- _THE PROBLEM_: Below are some records: retype them all exactly, but not the pictures.

※ ※ ※

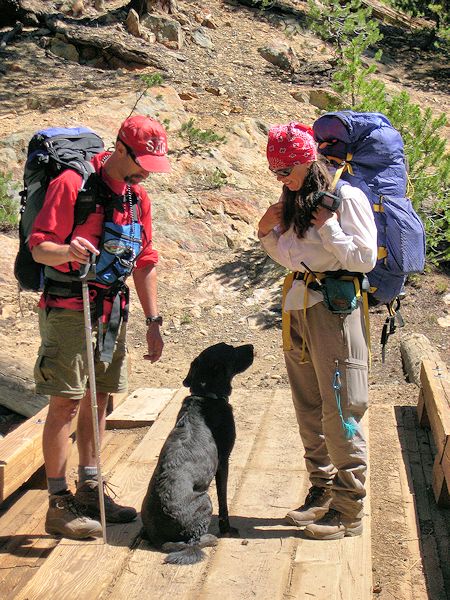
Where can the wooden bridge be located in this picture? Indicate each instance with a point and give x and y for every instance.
(270, 560)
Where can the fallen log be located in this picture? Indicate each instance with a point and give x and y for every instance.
(380, 11)
(110, 42)
(415, 348)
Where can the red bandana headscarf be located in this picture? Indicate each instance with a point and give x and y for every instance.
(290, 145)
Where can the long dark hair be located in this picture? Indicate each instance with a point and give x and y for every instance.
(298, 206)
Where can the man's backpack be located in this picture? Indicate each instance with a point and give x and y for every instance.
(50, 152)
(369, 152)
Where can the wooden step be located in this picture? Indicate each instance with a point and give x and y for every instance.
(21, 450)
(21, 454)
(24, 545)
(267, 477)
(140, 409)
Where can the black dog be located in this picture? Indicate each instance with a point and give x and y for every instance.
(176, 511)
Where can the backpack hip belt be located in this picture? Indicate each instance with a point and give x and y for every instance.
(317, 282)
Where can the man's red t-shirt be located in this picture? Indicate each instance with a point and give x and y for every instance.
(55, 223)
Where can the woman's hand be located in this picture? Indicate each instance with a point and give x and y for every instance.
(155, 343)
(270, 219)
(321, 215)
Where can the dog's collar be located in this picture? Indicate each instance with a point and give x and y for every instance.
(212, 396)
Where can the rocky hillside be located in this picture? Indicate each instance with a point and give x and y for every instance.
(231, 70)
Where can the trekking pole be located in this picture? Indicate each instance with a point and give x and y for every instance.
(87, 273)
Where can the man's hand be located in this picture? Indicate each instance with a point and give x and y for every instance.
(270, 219)
(80, 249)
(321, 215)
(155, 343)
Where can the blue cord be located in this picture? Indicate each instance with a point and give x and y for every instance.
(350, 426)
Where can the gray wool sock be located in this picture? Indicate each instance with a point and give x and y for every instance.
(56, 485)
(87, 473)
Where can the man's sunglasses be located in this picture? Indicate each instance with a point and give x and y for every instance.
(282, 172)
(130, 152)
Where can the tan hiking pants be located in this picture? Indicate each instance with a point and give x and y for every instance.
(330, 458)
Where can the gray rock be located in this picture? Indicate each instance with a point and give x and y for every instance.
(201, 38)
(64, 50)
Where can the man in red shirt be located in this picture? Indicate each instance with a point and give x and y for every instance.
(119, 232)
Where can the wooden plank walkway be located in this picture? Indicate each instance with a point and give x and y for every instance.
(140, 409)
(269, 561)
(434, 409)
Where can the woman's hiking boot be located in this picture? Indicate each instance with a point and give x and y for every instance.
(334, 526)
(87, 494)
(66, 517)
(316, 505)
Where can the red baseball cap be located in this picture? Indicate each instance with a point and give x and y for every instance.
(147, 140)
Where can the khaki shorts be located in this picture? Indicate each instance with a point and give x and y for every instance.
(61, 368)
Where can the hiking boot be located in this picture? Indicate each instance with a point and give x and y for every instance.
(65, 517)
(87, 494)
(334, 526)
(316, 505)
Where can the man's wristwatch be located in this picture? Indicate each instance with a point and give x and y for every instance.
(150, 320)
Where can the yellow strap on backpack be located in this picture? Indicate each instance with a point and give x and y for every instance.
(286, 315)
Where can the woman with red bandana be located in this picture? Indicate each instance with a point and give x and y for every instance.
(325, 350)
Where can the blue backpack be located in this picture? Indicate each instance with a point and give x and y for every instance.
(369, 150)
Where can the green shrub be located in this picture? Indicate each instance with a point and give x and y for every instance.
(216, 179)
(199, 138)
(9, 205)
(152, 80)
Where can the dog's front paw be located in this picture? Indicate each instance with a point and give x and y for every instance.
(228, 531)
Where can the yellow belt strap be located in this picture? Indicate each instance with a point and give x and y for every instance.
(286, 315)
(344, 166)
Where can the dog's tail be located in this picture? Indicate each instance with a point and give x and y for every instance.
(181, 553)
(188, 556)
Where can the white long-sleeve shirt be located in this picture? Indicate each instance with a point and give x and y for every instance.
(349, 243)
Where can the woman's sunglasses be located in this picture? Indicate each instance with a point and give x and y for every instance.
(282, 172)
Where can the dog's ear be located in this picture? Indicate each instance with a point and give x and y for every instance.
(190, 376)
(243, 357)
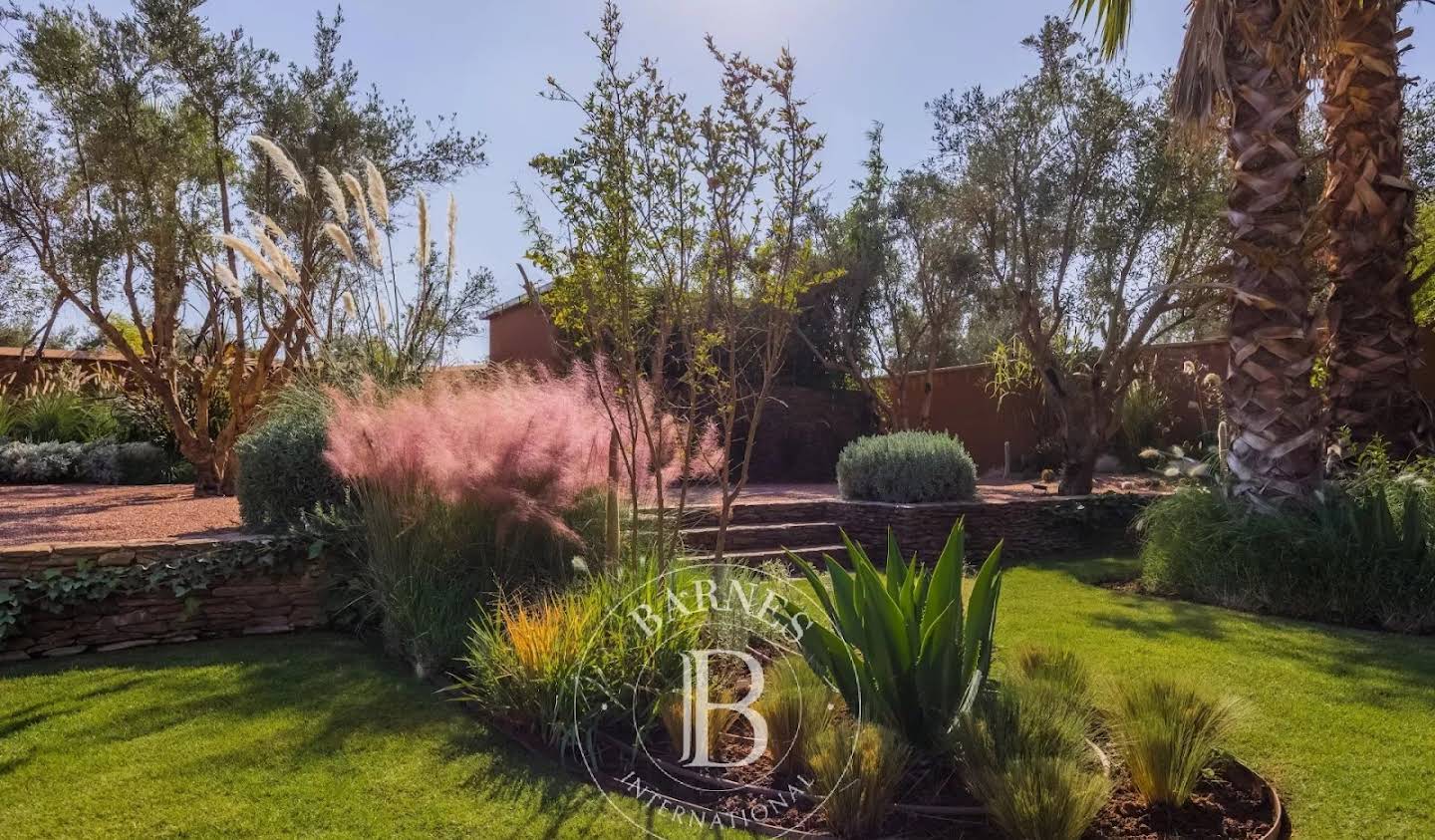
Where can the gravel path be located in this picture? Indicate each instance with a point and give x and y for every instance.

※ ※ ※

- _OUTPUT_:
Where can the wooden bridge be located in this picture? Indicate each instance with a point and give x and y for every instance.
(270, 560)
Where can the fallen log be located in this picture? Indicate each instance with a point and give x and y for every instance.
(380, 11)
(110, 42)
(415, 348)
Where can the red bandana headscarf be located in this picture? Indicate each instance with a point and give x and y for every instance.
(290, 145)
Where can the long dark hair be located in this picture? Indicate each instance with a point and give x and y for every instance.
(298, 206)
Where can the man's backpack be located in this picture? Indicate each instance with a point and give x and y for every instance.
(50, 152)
(369, 152)
Where can the wooden step be located in this picture? Indicate each instance with a point and give x and y for every instance.
(21, 450)
(21, 454)
(24, 545)
(267, 477)
(140, 409)
Where can the black dog be located in this picture? Indicate each instance with a point and give x and y for every instance.
(176, 511)
Where can the backpack hip belt be located in this picture? Indicate each instance with a point and give x and y for every instance.
(317, 282)
Where can the man's red t-shirt be located in this picture? Indicate each instance with a point and give x and y for every instance.
(55, 223)
Where can the woman's hand be located in this picture? Indicate each instance with a point and give x and y for every instance.
(155, 343)
(270, 219)
(321, 215)
Where can the dog's collar be located in this picture? Indicate each instance with a point and give x and y for every instance.
(212, 396)
Where can the rocky hillside be located in this picture? Indicate each instance with a point and give x and y for every instance.
(231, 70)
Where can the trekking pole be located in this picture? Indicate each instance with a point and give x and y for every instance.
(87, 273)
Where can the man's hand be located in this picture? Indicate each instance with a point and give x and y for every instance.
(270, 219)
(80, 249)
(321, 215)
(155, 343)
Where can the blue cord be located in this picture? Indicate each instance with a point and give x and y for every instance.
(350, 426)
Where can the gray wool sock be located in this picture? Indicate each instance with a point and give x and y for every instance.
(56, 485)
(87, 473)
Where can the man's sunglasses be located in this picture? Indicate each instance with a point and give x and y for every instance.
(282, 172)
(130, 152)
Where can the tan hiking pants be located in this picture? Indicate each instance with a point and give x and y for every instance.
(330, 458)
Where can the gray rock be located in this picture? Indicate each instance with a point and give x and y for every instance.
(201, 38)
(64, 50)
Where can the man in red shirt be located in this picture? Indicate each instance with a point and give x and y for every instance.
(119, 232)
Where can the wooden plank walkway be located in this picture? Indicate each instance with a point and give x and y for every instance.
(140, 409)
(269, 561)
(434, 409)
Where can the woman's hiking boot be located in this picture? Indicate each instance with a point and give x and y for every instance.
(334, 526)
(87, 494)
(66, 517)
(316, 505)
Where can the red baseball cap be located in this picture? Indicate each instance with a point and give x and y for every instance.
(147, 140)
Where can the khaki shorts be located in this picture? Indicate each instance with a point and give x and y for every instance.
(61, 368)
Where can the hiking boot be located in this picture? Indicate each instance with a point and give x and y for every instance.
(65, 517)
(87, 494)
(334, 526)
(316, 505)
Where can the man's wristwatch be located in this picture? Indicate each instance with a point and give x and y for every instance.
(150, 320)
Where can the yellow strap on backpack be located in this picture? Indicate each instance with a point and give x and y for every instance.
(286, 315)
Where can the woman with red bandana be located in this picture? Indicate each instance with a point and give x and y for every instance.
(325, 350)
Where can the blue backpack be located in this picture? Indicate each instance with a point and give x and y for every instance.
(369, 150)
Where can the green shrub be located in this picture? Indicate each instance with a point and give x and y for every instance.
(216, 179)
(199, 138)
(9, 205)
(152, 80)
Where can the dog's front paw be located in this picture? Indicate each instance with a point and give x and y for every instance.
(228, 531)
Where can the yellow belt strap be located in this picture? Indicate each instance with a point and give x and y for every instance.
(286, 315)
(344, 166)
Where can the dog's tail be located in this picture? Indicate each instance with a point and give x and y for every instance.
(181, 553)
(188, 556)
Where can the white long-sleeve shirt be located in this picture? Indicate each instance with a point and give x and y for every instance.
(349, 243)
Where can the woman's sunglasses be located in this picture? Indicate each instance with a point and give x and y for every instance.
(282, 172)
Where can the dog's ear be located in this picture? Indicate each instance with a point and give x and y for every instance.
(190, 376)
(243, 357)
Where can the gravel path be located in this picture? Indicate each instance with a point and give x and y for every instance.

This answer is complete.